## TEXT PROVIDED
════════════════════
The ecommerce platform provider this week launched Gift A Business to encourage consumers to buy ecommerce sites for friends or family.

More consumers are stuck at home during the recent surge of the coronavirus pandemic. And ecommerce platform provider Shopify is betting the extra time on their hands will prompt some consumers to stop procrastinating and follow that business dream they have long talked about. To capitalize on this, Shopify this week launched Gift A Business to encourage consumers to buy an ecommerce site for friends or family this holiday season.

The “businesses” are ecommerce sites, which sell on Exchange, Shopify’s marketplace where consumers can buy and sell Shopify stores. The sites start at $50. The Exchange marketplace lists more than 10,000 stores in various niches, such as fashion, beauty, art, home decor, automotive and technology, a Shopify spokeswoman says. Shopify launched Exchange in 2017. Shopify won’t disclose how many stores are bought and sold on Exchange in an average month, but the Gift a Business promotion is an extension of  the already active Exchange marketplace.
════════════════════
## LISTED RECORDS
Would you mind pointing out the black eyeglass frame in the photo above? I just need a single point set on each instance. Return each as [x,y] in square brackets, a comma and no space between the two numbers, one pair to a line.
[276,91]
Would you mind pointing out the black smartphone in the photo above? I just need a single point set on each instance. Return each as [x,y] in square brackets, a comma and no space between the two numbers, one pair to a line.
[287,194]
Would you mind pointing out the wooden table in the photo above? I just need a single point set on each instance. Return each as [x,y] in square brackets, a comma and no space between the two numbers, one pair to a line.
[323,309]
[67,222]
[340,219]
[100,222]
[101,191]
════════════════════
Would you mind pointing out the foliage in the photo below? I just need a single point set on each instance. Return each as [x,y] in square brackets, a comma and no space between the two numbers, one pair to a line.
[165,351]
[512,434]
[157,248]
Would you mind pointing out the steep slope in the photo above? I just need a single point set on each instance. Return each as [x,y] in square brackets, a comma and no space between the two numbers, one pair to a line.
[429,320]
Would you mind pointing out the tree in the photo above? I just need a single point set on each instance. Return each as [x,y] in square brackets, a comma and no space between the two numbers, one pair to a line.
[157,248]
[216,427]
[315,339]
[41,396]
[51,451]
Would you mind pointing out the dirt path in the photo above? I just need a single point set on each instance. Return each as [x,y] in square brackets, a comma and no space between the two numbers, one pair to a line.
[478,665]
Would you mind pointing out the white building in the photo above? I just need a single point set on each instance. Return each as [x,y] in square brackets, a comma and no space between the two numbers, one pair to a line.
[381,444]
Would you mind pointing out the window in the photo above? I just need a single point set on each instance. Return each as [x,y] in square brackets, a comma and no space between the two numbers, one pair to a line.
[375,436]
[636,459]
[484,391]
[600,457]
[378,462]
════════════════════
## TASK GOAL
According to the Shopify article, in what year did Shopify launch Exchange? The listing has no connection to the Shopify article.

## RESPONSE AREA
2017